*** Given data ***

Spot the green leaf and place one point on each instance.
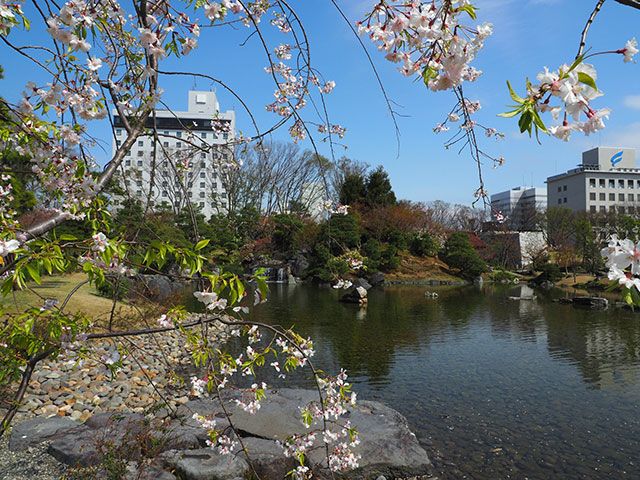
(201, 244)
(33, 272)
(587, 80)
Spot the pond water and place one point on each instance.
(493, 387)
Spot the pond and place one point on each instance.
(493, 387)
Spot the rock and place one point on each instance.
(361, 282)
(299, 265)
(205, 464)
(76, 448)
(33, 432)
(147, 472)
(377, 279)
(387, 445)
(590, 302)
(357, 295)
(267, 458)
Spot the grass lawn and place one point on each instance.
(84, 300)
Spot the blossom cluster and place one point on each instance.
(427, 39)
(621, 255)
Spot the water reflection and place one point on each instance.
(495, 387)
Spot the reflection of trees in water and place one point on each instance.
(605, 345)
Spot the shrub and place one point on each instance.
(107, 288)
(423, 245)
(549, 272)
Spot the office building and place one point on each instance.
(519, 206)
(606, 179)
(181, 157)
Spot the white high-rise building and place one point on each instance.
(607, 179)
(182, 162)
(519, 205)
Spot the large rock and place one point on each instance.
(361, 282)
(299, 265)
(377, 279)
(356, 295)
(206, 464)
(387, 446)
(38, 430)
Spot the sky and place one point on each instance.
(528, 35)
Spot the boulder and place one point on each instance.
(206, 464)
(361, 282)
(387, 446)
(38, 430)
(590, 302)
(299, 265)
(356, 295)
(377, 279)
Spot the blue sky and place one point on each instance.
(528, 35)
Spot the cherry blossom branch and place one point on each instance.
(583, 38)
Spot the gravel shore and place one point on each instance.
(146, 383)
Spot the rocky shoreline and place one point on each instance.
(80, 416)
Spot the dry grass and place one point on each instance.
(420, 268)
(85, 300)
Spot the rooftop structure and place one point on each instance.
(606, 179)
(182, 163)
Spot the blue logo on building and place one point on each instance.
(616, 158)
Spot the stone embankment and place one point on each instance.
(140, 422)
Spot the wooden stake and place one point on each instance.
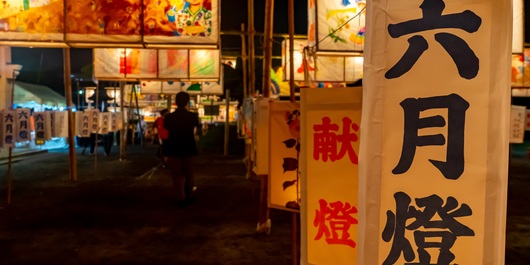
(291, 49)
(251, 59)
(123, 131)
(267, 48)
(244, 60)
(71, 118)
(10, 155)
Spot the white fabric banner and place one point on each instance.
(8, 128)
(329, 165)
(436, 110)
(284, 153)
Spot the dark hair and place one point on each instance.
(182, 99)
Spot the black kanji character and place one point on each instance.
(465, 59)
(445, 227)
(456, 107)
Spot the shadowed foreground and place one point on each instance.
(119, 213)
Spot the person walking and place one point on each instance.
(183, 126)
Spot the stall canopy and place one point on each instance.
(39, 95)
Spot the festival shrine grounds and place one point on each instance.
(119, 213)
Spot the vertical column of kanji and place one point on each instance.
(426, 158)
(329, 165)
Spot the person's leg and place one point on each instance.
(176, 167)
(189, 181)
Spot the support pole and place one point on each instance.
(71, 118)
(227, 122)
(267, 62)
(123, 131)
(10, 154)
(244, 61)
(267, 48)
(290, 8)
(251, 48)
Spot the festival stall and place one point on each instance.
(108, 24)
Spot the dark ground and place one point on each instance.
(116, 214)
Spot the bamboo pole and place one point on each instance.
(10, 154)
(123, 131)
(267, 62)
(290, 8)
(267, 48)
(227, 124)
(71, 118)
(251, 48)
(244, 61)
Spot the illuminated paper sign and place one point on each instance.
(336, 26)
(321, 67)
(113, 122)
(116, 21)
(180, 21)
(8, 128)
(23, 125)
(176, 64)
(93, 120)
(329, 165)
(527, 120)
(284, 154)
(432, 119)
(104, 122)
(60, 123)
(42, 122)
(517, 124)
(35, 20)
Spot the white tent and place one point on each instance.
(37, 96)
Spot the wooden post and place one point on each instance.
(123, 131)
(290, 7)
(227, 124)
(10, 154)
(244, 61)
(291, 49)
(267, 47)
(267, 62)
(251, 48)
(71, 118)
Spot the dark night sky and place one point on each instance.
(45, 66)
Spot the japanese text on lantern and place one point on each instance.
(40, 133)
(8, 128)
(327, 137)
(432, 221)
(23, 125)
(333, 221)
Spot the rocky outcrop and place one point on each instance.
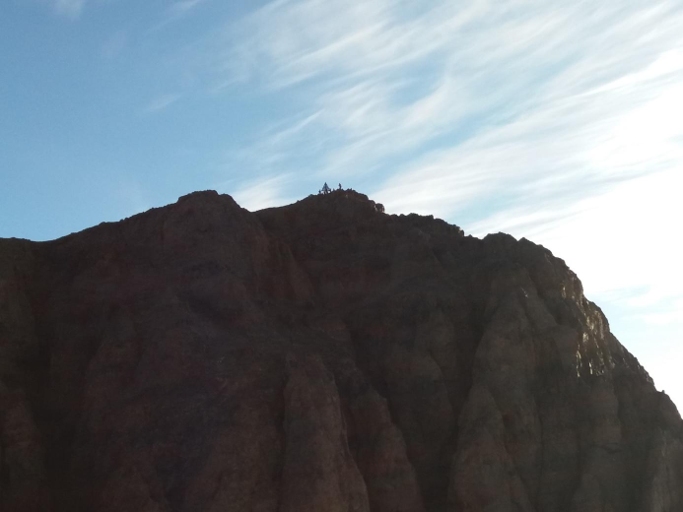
(320, 356)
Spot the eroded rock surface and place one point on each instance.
(322, 356)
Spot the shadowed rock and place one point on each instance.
(320, 356)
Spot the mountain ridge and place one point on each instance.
(318, 356)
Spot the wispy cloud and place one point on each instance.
(529, 116)
(177, 11)
(162, 102)
(70, 8)
(259, 194)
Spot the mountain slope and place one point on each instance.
(320, 356)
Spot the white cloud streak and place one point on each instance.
(552, 120)
(162, 102)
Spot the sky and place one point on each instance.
(561, 122)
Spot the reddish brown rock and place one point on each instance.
(320, 356)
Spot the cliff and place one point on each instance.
(322, 356)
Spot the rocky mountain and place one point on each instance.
(322, 356)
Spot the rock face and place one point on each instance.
(322, 356)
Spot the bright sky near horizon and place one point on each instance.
(558, 121)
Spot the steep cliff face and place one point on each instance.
(321, 356)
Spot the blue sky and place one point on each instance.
(558, 121)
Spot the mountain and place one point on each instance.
(322, 356)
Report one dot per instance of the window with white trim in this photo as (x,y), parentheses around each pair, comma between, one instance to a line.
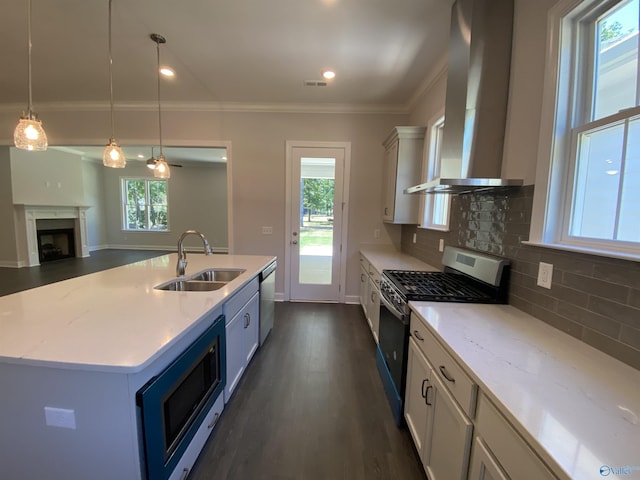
(436,206)
(144,204)
(592,197)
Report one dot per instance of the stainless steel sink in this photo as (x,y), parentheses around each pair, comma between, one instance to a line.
(179,285)
(218,274)
(204,281)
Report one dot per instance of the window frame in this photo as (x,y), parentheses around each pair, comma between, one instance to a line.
(123,204)
(431,165)
(566,111)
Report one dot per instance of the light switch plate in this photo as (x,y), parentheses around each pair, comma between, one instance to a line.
(545,274)
(60,417)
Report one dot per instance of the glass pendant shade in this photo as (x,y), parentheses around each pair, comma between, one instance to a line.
(113,156)
(162,168)
(29,134)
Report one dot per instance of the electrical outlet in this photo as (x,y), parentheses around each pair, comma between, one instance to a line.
(60,417)
(545,274)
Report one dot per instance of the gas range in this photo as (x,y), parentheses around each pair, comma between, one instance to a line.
(468,277)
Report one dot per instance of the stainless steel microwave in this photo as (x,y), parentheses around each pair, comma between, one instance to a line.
(173,404)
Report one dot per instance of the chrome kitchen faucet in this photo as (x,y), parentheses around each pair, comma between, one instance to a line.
(182,255)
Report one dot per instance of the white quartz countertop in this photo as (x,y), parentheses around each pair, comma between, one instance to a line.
(112,320)
(387,257)
(578,407)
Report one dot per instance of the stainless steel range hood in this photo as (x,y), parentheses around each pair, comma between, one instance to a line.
(476,99)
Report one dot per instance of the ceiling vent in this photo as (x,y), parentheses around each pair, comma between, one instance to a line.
(315,83)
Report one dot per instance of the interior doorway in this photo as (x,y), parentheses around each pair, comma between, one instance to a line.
(317,192)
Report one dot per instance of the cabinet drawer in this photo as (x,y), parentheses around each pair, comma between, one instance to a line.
(445,367)
(239,300)
(375,276)
(365,263)
(516,458)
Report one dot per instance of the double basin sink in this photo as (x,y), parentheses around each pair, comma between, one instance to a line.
(204,281)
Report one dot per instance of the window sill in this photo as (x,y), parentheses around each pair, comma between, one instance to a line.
(591,251)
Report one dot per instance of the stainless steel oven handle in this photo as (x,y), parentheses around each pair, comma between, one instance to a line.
(215,419)
(391,308)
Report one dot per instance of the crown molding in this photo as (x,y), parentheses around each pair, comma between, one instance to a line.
(235,107)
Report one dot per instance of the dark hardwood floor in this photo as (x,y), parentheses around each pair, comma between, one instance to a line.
(14,280)
(310,406)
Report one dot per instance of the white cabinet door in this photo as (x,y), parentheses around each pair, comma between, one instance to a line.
(251,322)
(451,431)
(236,359)
(373,308)
(484,466)
(389,182)
(417,411)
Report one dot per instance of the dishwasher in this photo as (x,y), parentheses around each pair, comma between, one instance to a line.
(267,298)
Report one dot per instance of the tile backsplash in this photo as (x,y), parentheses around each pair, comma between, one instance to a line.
(593,298)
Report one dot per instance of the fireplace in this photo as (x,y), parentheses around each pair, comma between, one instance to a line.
(56,244)
(50,231)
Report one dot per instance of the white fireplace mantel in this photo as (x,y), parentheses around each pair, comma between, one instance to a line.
(27,216)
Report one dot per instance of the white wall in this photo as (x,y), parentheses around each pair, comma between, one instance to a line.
(197,200)
(8,249)
(47,178)
(257,163)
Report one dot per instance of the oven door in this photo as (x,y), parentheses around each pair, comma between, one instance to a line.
(392,354)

*** End of Given data ***

Which lines run from the one containing "Report one dot per instance of the fireplace" to the final line of the entries? Return those lines exactly, and only those.

Task output -
Report one dot per instance of the fireplace in this photo as (x,y), parentheses around each pair, comma between, one instance to a line.
(56,244)
(50,231)
Report one dot per instance of the white fireplace mantel in this photo as (x,y), parentheses around each pair, comma between, one instance to a line.
(27,216)
Report one dot per instance of the white wall in this photo as (x,y), parentheses around each pair, comma between, one instance to a line.
(197,200)
(8,249)
(47,178)
(257,163)
Report one dot per instance of the oven door in this photo as (x,y), parentheses around each pair, comma between, one instance to a line.
(392,354)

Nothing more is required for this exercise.